▶ _Objective 1_
Quote the stretch of the Base Command review from "As a fan of" through "more than Battlefront itself." word for word.
▶ _Objective 2_
Write the next part of the Base Command review, picking up after its final sentence.

▶ _Extract to read_
---------------

Base Command is relatively simple intiallly and grows in complexity. Eventually, you will face Battlefront‘s three villains (Boba Fett, Darth Vader, and Palpatine), Slave I, and two different power levels each of seven other Imperial units. You will use nine different Rebel units as you unlock them, including Han Solo, Luke Skywalker, Leia Organa, the Millennium Falcon, and other more generic units. The game includes 25 regular missions, divided among 4 campaigns, then also features a Master level version of all four campaigns for a total of 50 sieges to play.

As a fan of both card games and miniature games, along with digital variants of those that track stats for you as you play, I was very pleasantly surprised by Base Command. In fact, I may one day find myself playing it more than Battlefront itself.

---------------

▶ _Raw data_
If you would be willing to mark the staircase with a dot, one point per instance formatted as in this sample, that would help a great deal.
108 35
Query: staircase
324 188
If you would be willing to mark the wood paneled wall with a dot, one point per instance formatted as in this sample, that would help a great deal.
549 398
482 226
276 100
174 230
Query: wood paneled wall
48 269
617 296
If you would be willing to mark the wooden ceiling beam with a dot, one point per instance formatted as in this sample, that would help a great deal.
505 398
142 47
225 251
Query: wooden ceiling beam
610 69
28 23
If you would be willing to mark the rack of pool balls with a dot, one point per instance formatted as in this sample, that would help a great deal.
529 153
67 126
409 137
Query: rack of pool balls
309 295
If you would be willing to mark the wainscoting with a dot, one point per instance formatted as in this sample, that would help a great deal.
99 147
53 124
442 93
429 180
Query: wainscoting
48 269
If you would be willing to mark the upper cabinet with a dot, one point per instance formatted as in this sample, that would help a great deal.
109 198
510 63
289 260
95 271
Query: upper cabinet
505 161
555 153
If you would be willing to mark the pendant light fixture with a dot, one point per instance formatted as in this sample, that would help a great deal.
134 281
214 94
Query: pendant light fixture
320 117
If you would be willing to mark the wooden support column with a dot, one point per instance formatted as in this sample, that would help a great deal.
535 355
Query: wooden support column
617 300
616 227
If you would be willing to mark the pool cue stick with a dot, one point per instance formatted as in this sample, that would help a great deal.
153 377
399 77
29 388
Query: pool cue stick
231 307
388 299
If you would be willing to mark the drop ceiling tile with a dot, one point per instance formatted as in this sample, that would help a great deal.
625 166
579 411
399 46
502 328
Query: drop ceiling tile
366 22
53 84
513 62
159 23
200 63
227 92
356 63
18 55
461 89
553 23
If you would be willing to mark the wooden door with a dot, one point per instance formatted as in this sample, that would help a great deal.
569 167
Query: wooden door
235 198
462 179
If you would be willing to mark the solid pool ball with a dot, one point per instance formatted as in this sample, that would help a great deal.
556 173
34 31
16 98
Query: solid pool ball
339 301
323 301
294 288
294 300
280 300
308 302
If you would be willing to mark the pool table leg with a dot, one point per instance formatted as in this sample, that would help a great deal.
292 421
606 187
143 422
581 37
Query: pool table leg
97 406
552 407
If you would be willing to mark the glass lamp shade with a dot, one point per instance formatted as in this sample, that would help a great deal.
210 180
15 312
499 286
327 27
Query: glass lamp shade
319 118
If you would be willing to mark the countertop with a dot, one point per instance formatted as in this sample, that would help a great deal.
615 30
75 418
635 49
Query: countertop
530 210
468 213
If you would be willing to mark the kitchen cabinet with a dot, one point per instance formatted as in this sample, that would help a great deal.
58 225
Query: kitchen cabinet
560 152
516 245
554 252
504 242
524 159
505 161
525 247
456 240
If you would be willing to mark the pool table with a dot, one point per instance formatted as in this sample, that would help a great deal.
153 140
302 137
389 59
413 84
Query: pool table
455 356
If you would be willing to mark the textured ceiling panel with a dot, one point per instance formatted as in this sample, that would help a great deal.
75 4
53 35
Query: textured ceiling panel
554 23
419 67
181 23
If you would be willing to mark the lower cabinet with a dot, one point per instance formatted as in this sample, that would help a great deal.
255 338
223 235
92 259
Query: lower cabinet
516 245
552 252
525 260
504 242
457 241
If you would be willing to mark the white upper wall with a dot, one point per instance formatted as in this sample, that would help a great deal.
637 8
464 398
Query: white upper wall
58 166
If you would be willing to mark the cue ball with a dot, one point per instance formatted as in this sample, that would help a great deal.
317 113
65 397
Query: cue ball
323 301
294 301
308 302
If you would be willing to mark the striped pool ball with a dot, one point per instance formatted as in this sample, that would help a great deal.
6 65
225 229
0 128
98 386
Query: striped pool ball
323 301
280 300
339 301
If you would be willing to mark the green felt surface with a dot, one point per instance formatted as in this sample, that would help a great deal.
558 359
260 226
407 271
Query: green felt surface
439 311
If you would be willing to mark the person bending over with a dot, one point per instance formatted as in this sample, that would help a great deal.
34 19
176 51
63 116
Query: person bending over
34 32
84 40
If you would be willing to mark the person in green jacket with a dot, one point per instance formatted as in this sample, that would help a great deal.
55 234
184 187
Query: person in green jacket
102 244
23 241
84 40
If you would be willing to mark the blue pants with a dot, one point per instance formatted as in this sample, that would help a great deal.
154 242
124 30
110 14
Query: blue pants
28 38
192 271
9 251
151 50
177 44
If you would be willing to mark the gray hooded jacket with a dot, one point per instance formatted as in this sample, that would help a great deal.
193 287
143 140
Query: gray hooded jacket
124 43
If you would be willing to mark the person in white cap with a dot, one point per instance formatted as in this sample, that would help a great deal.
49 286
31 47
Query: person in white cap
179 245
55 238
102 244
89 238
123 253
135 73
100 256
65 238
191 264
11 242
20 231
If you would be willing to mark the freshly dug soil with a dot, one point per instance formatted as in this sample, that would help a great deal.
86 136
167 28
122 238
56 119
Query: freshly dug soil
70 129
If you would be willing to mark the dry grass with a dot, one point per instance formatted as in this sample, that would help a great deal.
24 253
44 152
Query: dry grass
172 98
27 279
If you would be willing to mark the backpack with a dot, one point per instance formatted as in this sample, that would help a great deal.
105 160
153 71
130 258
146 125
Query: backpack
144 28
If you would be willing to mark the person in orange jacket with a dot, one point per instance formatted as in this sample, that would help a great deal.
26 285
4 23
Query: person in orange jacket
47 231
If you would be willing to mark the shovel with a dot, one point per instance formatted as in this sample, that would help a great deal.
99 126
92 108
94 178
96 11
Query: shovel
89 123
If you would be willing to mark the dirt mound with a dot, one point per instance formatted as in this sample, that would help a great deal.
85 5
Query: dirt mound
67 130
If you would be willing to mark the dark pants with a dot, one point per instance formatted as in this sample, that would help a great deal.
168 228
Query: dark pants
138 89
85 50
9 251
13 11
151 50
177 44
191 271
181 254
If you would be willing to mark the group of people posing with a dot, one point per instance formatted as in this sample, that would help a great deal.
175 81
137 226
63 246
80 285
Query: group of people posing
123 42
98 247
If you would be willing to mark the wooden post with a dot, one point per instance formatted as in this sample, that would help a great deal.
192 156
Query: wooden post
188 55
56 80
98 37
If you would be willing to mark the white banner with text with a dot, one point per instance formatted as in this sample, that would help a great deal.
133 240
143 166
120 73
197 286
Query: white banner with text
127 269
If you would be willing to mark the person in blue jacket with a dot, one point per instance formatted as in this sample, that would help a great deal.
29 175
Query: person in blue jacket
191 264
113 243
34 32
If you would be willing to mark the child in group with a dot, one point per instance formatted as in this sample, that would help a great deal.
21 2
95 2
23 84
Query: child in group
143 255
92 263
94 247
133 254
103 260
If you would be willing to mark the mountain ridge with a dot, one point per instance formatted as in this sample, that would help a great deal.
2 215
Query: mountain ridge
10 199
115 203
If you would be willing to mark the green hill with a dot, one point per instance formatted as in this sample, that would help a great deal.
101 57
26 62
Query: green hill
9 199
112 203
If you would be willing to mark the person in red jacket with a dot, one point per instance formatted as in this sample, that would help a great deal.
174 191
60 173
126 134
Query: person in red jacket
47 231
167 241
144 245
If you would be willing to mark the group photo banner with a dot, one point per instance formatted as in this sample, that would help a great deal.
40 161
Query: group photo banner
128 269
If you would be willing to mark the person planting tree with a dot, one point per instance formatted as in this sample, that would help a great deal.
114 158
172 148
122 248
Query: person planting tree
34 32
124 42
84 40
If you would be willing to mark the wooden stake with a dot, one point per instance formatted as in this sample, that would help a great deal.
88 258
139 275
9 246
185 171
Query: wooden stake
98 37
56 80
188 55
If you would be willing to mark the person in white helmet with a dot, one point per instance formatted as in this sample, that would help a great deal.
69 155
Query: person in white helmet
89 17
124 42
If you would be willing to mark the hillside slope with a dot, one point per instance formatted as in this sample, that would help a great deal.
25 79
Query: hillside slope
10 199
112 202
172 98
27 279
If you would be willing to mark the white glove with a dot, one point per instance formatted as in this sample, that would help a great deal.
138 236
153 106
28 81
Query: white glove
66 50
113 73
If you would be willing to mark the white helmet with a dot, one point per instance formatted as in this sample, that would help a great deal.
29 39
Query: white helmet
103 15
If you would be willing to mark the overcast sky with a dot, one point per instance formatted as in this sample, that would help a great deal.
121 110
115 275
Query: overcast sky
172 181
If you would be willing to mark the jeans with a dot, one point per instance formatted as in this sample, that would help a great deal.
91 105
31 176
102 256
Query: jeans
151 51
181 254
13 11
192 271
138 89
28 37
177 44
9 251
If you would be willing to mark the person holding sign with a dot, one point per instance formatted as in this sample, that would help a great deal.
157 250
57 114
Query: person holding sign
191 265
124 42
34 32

---------------

▶ _Result 1_
As a fan of both card games and miniature games, along with digital variants of those that track stats for you as you play, I was very pleasantly surprised by Base Command. In fact, I may one day find myself playing it more than Battlefront itself.

▶ _Result 2_
The Verdict

The Battlefront Companion App is a redundant management tool in relation to the Battlefront video game, but its built-in Base Command game is quite enjoyable. If only for Base Command, any fan with a compatible mobile device should pick this one up. It is free with no microtransactions involved, so why not give it a try?

Recommended for: Those who enjoy combinations of card and miniature games, looking for a fun “freebie” game.

Not recommended for: Those looking for something that substantially adds to the Battlefront experience on Playstation 4, Xbox One, or PC in the vein of something like the Destiny Companion app.

No review copy was provided for this publication. It was a standard consumer download.